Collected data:
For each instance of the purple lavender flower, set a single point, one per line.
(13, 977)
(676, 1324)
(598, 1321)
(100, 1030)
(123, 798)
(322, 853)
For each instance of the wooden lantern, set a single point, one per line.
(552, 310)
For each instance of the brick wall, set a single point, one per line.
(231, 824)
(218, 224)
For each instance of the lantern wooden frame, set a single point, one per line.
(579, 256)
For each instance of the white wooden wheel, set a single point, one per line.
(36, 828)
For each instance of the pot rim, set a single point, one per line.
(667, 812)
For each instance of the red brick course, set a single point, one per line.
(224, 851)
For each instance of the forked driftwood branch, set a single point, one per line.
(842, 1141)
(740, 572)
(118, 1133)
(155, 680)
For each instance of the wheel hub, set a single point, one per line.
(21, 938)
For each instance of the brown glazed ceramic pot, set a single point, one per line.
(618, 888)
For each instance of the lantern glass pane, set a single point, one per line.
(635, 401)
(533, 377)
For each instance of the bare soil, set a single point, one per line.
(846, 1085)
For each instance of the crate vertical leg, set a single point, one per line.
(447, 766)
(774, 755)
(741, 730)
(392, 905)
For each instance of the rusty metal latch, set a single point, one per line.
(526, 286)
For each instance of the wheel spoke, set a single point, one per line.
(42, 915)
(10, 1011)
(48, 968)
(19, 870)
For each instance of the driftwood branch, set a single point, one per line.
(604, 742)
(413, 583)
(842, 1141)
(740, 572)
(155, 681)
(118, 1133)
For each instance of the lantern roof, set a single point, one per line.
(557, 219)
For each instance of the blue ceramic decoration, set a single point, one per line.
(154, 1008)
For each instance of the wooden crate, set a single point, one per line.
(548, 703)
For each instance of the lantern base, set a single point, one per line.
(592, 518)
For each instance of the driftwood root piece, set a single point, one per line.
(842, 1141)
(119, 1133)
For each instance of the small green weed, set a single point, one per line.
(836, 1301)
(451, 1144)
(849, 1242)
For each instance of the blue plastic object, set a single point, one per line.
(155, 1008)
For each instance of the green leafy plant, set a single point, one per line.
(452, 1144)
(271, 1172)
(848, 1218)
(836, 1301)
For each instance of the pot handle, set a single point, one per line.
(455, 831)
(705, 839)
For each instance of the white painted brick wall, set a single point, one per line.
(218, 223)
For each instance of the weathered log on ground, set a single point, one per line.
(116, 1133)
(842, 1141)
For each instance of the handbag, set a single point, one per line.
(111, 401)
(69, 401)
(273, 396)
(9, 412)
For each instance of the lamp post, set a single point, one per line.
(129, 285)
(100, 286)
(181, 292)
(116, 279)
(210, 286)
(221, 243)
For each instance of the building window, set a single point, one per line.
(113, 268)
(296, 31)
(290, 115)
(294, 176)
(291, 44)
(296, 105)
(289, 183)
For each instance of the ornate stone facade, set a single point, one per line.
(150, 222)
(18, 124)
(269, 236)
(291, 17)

What is needed: Repeat only the lines from the one holding "For each instance of the pot handle, set" through the last line of the data.

Result below:
For each instance of the pot handle, set a single point, one per line.
(455, 831)
(705, 839)
For each instance of the white painted brick wall, set a single point, one per line.
(218, 223)
For each instance of the weathered log on ground, set a single point, one per line.
(116, 1133)
(842, 1141)
For each instance of the handbag, set a single point, one per line.
(111, 401)
(69, 401)
(273, 396)
(9, 412)
For each instance of the lamp post, set a single point, one per line.
(129, 285)
(100, 286)
(181, 292)
(116, 279)
(210, 286)
(221, 243)
For each instance of the building window, set a single point, one per line.
(113, 268)
(296, 31)
(290, 115)
(294, 176)
(291, 44)
(296, 105)
(289, 183)
For each instance of the ornate stone facade, set a single point, one per line.
(150, 222)
(18, 124)
(269, 236)
(291, 17)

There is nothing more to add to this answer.